# SUPPLIED DATA
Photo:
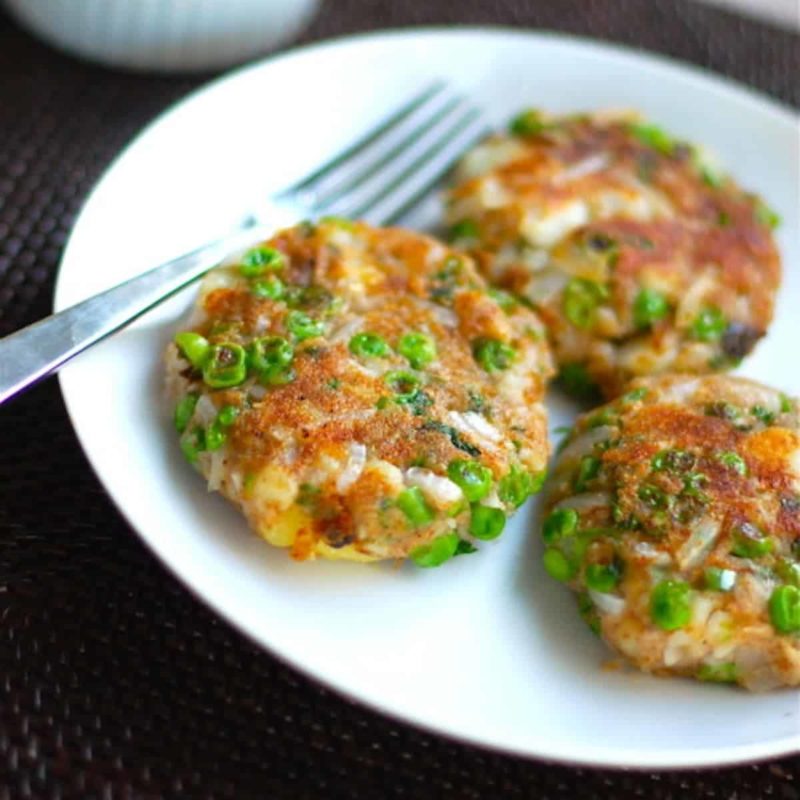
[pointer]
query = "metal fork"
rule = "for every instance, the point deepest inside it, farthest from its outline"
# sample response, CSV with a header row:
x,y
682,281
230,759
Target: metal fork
x,y
376,179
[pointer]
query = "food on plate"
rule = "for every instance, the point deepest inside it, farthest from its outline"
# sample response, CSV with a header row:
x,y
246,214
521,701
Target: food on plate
x,y
361,393
640,255
674,513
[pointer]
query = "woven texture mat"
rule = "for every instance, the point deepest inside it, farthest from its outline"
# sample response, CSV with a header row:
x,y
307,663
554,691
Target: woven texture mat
x,y
114,681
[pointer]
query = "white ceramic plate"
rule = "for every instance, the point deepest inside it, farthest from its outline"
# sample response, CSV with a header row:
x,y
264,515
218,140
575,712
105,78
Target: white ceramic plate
x,y
486,649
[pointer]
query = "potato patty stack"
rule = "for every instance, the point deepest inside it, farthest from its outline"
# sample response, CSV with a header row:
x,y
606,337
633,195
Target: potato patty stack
x,y
640,258
674,512
361,393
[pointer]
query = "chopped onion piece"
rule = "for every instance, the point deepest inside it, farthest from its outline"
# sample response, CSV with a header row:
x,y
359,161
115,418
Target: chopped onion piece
x,y
357,457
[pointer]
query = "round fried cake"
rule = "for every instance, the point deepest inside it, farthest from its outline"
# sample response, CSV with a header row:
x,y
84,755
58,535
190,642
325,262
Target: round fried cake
x,y
361,394
641,257
674,513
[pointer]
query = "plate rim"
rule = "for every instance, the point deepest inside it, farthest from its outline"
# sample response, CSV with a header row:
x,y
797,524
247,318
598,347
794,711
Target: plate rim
x,y
598,757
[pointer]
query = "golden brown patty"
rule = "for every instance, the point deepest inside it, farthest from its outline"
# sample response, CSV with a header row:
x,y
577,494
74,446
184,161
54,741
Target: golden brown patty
x,y
361,394
674,512
640,258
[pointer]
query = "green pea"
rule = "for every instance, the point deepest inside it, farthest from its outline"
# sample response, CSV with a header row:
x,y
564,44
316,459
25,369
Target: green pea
x,y
718,673
184,411
492,354
606,416
557,565
649,307
404,384
784,609
517,485
259,260
577,382
788,571
270,359
559,524
602,577
670,605
436,552
194,347
588,612
733,461
418,348
588,470
471,477
270,288
369,345
192,444
413,504
719,580
527,123
750,542
486,522
766,216
692,485
654,137
225,366
709,325
466,229
581,299
302,327
653,497
675,461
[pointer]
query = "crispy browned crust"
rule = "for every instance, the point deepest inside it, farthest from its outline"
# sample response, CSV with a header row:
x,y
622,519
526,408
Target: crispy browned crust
x,y
709,420
690,232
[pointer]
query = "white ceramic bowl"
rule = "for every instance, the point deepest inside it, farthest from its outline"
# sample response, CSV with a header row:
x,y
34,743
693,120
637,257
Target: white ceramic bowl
x,y
165,35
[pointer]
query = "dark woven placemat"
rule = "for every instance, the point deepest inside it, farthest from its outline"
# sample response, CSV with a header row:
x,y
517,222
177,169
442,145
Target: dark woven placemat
x,y
114,681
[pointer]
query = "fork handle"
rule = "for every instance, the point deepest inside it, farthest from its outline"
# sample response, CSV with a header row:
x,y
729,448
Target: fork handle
x,y
34,352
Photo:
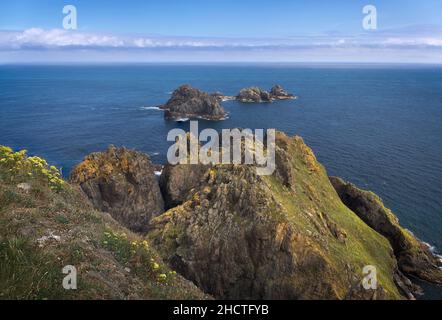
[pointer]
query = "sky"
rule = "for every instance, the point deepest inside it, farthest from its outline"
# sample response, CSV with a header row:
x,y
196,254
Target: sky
x,y
32,31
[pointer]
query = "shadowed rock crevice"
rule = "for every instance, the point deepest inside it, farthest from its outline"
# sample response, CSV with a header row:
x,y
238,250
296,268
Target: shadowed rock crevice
x,y
121,182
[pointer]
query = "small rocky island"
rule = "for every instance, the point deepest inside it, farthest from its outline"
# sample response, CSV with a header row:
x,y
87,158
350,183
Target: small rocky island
x,y
257,95
190,103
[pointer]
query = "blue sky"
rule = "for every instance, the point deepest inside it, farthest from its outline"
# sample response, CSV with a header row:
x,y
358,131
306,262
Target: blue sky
x,y
221,30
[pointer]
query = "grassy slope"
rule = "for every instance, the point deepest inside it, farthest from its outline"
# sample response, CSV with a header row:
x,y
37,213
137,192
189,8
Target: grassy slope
x,y
112,263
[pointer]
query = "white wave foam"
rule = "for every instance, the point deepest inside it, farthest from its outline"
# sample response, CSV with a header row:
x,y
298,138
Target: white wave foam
x,y
150,108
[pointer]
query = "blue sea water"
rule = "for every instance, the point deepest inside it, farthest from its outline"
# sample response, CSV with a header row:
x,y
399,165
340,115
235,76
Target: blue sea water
x,y
378,126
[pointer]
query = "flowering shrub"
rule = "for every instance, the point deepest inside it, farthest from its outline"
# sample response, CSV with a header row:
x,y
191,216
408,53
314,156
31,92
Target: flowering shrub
x,y
18,167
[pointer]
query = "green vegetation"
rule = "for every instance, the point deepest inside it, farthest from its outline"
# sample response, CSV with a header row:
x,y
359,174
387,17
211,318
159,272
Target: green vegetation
x,y
17,167
314,208
47,224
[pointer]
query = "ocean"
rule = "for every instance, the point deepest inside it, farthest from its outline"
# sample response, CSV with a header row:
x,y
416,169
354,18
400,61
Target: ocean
x,y
378,126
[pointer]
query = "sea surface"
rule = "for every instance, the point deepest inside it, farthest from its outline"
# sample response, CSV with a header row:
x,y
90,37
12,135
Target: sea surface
x,y
378,126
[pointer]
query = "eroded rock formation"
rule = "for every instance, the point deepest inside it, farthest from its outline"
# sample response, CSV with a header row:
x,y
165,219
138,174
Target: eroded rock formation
x,y
121,182
188,102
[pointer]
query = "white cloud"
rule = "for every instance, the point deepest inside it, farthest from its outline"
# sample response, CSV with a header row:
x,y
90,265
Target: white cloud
x,y
423,45
59,39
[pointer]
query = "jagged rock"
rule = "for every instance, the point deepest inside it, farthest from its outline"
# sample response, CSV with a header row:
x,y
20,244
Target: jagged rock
x,y
188,102
253,94
413,256
277,92
177,181
238,235
121,182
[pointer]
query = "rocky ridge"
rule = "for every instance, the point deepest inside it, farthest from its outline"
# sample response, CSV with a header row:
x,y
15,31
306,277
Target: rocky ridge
x,y
121,182
188,102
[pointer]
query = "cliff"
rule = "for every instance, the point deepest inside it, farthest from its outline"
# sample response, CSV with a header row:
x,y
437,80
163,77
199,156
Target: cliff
x,y
287,236
47,224
234,234
414,257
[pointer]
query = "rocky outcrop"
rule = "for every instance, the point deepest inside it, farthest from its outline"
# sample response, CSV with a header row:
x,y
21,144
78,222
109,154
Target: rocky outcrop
x,y
177,181
413,256
238,235
121,182
257,95
188,102
278,93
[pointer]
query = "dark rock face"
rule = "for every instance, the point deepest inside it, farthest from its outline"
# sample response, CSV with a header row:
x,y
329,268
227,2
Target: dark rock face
x,y
121,182
253,94
258,95
187,102
224,239
280,94
413,256
177,181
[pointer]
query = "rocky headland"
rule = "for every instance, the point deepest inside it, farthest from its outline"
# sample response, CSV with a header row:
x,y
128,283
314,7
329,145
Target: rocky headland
x,y
296,234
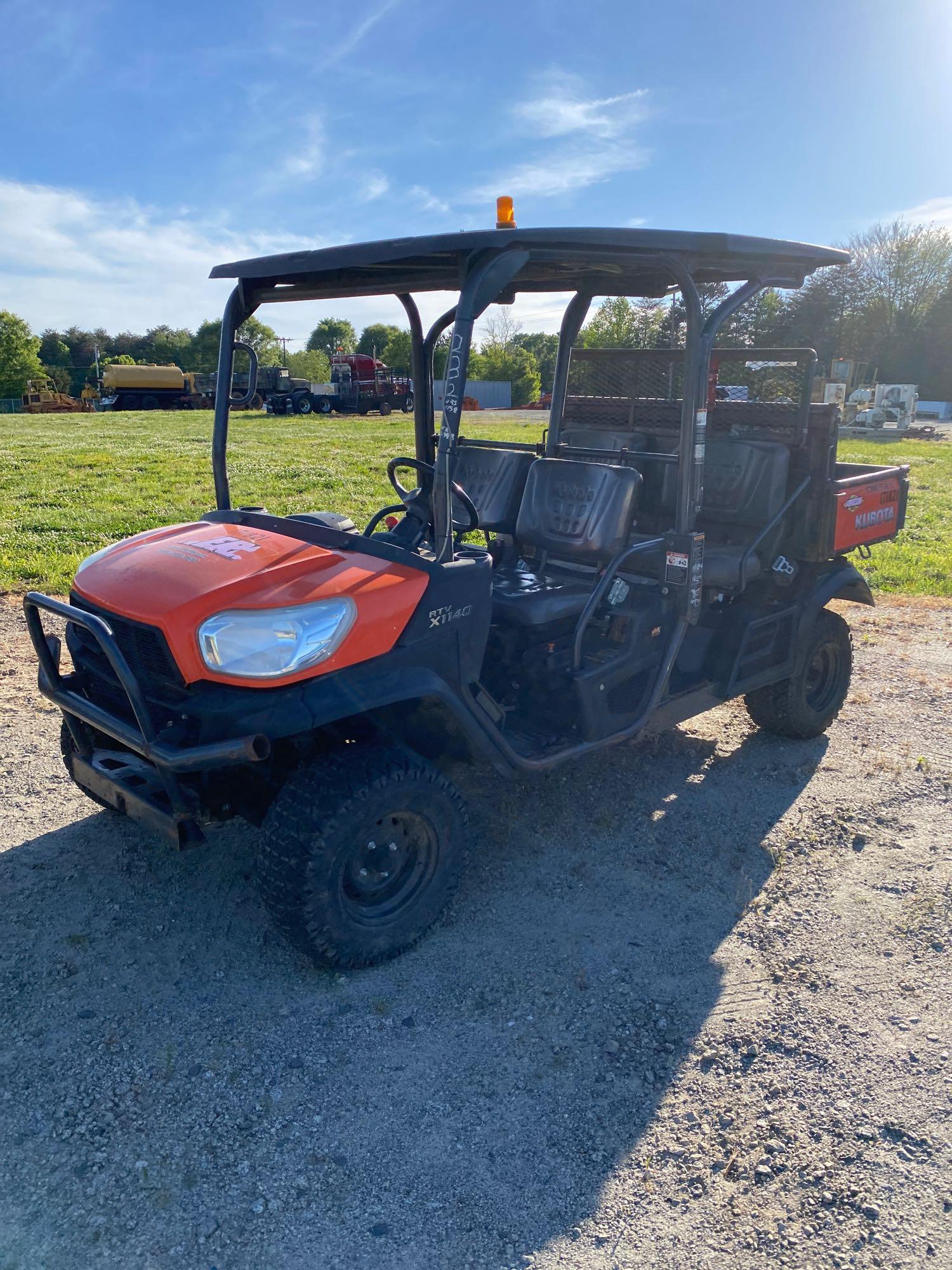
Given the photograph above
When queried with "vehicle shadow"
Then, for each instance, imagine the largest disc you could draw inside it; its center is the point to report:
(186, 1075)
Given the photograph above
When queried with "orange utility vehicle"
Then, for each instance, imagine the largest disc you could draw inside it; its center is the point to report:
(670, 543)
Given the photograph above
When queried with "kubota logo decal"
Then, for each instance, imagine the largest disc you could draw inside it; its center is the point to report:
(447, 614)
(228, 547)
(879, 516)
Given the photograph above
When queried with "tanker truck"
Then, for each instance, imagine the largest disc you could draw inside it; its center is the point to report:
(155, 388)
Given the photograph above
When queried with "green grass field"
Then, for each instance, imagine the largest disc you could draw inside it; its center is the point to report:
(69, 485)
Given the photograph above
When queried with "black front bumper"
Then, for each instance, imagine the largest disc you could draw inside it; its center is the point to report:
(149, 792)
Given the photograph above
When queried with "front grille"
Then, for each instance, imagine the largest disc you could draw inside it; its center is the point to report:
(144, 648)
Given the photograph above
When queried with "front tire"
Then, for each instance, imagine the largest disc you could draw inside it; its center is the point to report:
(807, 704)
(361, 853)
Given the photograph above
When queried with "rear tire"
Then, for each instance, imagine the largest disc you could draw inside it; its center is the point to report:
(361, 853)
(807, 704)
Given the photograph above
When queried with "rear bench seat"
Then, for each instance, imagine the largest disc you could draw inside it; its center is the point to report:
(496, 481)
(746, 485)
(572, 514)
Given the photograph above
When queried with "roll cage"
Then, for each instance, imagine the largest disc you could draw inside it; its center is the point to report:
(493, 267)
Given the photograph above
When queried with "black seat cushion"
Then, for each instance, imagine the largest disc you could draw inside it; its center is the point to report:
(578, 511)
(496, 481)
(531, 599)
(746, 483)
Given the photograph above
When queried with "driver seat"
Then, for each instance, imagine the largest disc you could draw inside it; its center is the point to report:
(574, 518)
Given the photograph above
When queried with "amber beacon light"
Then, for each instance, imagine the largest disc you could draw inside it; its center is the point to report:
(506, 214)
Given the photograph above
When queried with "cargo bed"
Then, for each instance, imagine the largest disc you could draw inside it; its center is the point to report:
(866, 505)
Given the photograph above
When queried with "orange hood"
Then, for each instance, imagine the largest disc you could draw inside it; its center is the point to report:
(177, 577)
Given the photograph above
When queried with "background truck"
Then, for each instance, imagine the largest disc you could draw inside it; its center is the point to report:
(155, 388)
(43, 397)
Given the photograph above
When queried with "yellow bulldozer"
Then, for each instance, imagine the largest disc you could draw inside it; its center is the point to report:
(43, 397)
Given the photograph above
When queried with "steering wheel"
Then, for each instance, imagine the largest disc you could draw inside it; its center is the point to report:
(420, 502)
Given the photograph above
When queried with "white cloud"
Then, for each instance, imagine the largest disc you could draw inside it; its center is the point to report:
(562, 109)
(307, 159)
(427, 201)
(340, 49)
(569, 170)
(593, 139)
(68, 258)
(934, 211)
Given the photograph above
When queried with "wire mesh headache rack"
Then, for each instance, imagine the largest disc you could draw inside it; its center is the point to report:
(766, 391)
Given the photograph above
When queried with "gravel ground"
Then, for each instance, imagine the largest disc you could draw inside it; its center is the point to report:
(691, 1009)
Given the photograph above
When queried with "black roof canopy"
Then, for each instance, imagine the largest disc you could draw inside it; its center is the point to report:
(600, 261)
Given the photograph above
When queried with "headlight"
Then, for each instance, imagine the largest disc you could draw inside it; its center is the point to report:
(265, 643)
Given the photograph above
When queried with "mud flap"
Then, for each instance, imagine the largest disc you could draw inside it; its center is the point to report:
(135, 788)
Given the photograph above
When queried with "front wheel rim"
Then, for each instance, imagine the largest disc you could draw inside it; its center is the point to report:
(390, 869)
(823, 678)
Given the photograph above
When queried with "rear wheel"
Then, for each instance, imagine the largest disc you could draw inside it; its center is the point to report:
(808, 703)
(361, 853)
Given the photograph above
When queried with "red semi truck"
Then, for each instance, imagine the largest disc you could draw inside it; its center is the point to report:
(359, 384)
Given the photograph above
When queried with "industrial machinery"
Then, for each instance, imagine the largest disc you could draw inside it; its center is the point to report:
(359, 385)
(154, 388)
(661, 549)
(43, 397)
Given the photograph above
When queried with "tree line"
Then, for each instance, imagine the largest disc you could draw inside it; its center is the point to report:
(890, 309)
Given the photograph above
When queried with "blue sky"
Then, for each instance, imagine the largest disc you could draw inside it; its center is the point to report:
(145, 143)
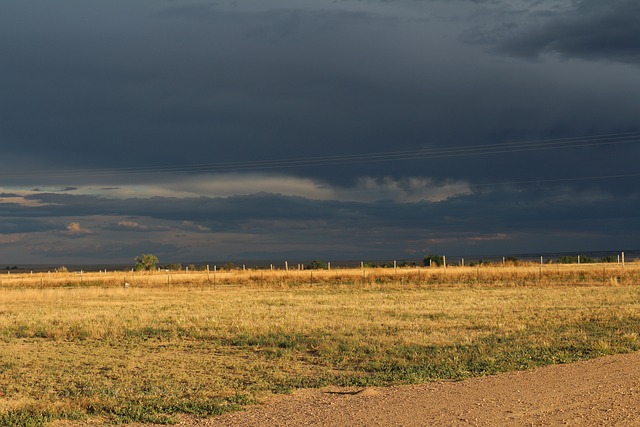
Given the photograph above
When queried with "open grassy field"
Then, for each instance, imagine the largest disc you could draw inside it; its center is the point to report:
(86, 347)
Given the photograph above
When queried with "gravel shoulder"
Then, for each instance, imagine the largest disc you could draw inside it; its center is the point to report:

# WORK INSTRUCTION
Only lines with the word "black" count here; copy every one from the records.

# TASK ANSWER
When queried with "black front bumper"
When queried with "black seat cushion"
When queried with "black roof canopy"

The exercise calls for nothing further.